▸ **What is being asked**
Return verbatim the part of the material below that opens with the line containing "Please place a point on every instance of the palm" and closes with the final line of the material, both ends included.

--- Entries shown ---

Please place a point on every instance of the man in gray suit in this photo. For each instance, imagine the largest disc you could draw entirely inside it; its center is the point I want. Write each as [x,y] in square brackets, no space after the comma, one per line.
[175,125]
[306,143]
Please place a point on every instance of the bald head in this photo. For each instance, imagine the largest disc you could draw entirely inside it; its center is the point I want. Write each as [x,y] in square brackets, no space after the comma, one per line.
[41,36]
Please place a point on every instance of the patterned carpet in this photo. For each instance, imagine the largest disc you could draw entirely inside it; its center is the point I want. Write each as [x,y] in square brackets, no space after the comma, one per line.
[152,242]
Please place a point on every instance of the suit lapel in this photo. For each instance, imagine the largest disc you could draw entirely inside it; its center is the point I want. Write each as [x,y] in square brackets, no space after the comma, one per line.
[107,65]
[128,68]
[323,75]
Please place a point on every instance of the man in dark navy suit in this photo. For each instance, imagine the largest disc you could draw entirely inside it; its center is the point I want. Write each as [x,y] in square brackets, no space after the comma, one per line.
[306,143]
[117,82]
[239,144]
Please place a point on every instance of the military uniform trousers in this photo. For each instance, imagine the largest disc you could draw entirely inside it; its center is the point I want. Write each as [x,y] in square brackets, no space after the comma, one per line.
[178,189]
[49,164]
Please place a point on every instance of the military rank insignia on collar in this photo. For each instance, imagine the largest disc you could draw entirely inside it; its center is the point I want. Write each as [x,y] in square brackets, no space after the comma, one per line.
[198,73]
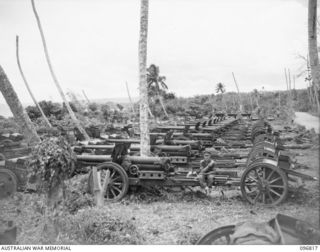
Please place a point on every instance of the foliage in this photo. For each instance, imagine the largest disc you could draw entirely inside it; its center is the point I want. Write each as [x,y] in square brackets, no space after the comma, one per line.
[77,196]
[53,161]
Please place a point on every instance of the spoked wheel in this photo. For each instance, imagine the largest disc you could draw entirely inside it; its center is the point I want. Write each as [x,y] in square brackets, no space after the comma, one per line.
[219,236]
[264,183]
[117,182]
[8,183]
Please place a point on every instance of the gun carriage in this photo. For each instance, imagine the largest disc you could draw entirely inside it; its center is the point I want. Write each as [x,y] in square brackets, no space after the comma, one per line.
[262,175]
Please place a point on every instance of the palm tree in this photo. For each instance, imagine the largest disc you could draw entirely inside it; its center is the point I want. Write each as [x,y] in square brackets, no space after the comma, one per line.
[313,50]
[28,87]
[156,81]
[17,110]
[220,90]
[256,96]
[55,80]
[144,126]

---

▸ **Output for this task**
Please place a point on every instance of the palm tree in this photo. For each instance, imagine the largest disc you could draw entirely inside it; its center is the point I want. Write each as [x,y] in square brackets, no space after the comma, one per line.
[313,50]
[28,87]
[156,81]
[17,110]
[220,90]
[256,96]
[55,80]
[144,126]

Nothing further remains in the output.